Set exercise
Rescale the records from the line containing "[locate] building (a" through the end of the records, both ends included, and write out only those lines, requests included. Multiply every x and y coordinate in the answers by 1.05 and round to whole numbers, with halves rounded up, but leave the requests unchanged and omit the pictures.

Provided records
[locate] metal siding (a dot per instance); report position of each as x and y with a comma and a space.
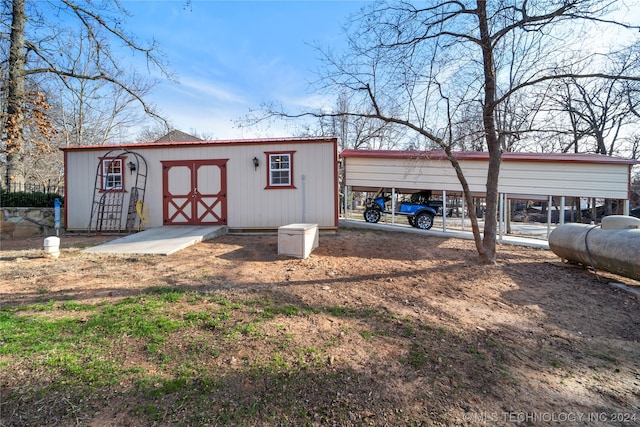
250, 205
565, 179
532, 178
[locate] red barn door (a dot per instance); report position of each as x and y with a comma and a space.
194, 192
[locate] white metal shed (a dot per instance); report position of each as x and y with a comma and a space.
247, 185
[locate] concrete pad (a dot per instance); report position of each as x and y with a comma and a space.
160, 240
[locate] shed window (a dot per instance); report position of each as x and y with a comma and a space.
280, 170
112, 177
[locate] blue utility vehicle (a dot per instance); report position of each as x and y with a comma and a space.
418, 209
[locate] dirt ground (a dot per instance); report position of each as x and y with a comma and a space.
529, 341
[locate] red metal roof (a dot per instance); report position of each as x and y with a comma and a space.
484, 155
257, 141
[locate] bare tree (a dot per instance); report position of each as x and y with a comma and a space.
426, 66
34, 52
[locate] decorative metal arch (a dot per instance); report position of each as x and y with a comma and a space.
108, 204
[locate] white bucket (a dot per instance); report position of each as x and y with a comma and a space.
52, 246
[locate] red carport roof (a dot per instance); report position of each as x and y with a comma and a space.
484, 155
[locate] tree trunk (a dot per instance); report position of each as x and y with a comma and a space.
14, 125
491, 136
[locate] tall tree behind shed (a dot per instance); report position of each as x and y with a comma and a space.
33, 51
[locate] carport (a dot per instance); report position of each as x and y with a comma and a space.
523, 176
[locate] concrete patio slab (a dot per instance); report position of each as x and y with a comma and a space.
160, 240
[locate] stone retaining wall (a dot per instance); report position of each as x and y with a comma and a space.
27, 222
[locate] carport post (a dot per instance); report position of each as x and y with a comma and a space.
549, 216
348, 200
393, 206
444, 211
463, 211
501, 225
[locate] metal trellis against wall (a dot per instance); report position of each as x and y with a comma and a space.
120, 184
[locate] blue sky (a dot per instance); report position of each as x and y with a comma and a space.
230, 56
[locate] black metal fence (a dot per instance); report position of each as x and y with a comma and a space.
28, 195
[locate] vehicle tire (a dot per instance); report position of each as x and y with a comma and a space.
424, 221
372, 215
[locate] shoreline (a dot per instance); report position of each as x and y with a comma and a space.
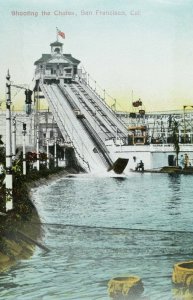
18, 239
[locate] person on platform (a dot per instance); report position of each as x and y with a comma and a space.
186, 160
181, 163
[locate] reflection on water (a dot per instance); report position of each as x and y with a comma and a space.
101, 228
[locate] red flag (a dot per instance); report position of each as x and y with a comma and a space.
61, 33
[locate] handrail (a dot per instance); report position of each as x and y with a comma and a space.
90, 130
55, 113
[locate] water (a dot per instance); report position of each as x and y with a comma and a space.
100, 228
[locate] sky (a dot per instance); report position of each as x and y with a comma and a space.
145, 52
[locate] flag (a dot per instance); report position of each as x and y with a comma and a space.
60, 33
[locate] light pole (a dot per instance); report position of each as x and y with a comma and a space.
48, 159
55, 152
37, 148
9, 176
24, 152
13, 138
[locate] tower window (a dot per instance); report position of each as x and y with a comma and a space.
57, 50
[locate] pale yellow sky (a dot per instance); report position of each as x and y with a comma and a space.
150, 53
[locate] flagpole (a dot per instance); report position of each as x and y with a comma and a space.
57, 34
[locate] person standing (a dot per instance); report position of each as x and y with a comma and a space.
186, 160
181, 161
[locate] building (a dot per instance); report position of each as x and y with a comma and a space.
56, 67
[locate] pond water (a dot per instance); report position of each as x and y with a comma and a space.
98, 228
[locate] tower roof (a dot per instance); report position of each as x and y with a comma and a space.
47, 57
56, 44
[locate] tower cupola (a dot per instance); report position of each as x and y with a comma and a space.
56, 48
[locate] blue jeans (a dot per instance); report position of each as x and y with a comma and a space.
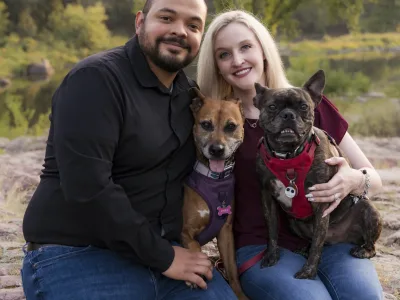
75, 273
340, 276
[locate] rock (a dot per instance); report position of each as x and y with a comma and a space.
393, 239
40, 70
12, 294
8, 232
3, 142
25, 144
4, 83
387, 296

Complete response
[locate] building (a dot per instance); report position of each as x and y with a comma and a space.
59, 70
[locate] pond water (a dot per instance); report position of each as x and y with a comma and a space.
103, 239
[locate] tower roof (a dot per instance); report position of each as x and y with a comma and a space.
49, 60
59, 46
[locate] tower cupola (a dot per instance); report position of each as x and y with a comma and a space.
59, 50
[locate] blue jeans (a dot per instance); report position of each as x and y with a comma and a space.
79, 287
357, 290
[locate] rock (a dot per instance); report position of each as x and y with a comma and a space.
413, 251
42, 74
13, 309
8, 244
3, 149
26, 151
4, 87
406, 311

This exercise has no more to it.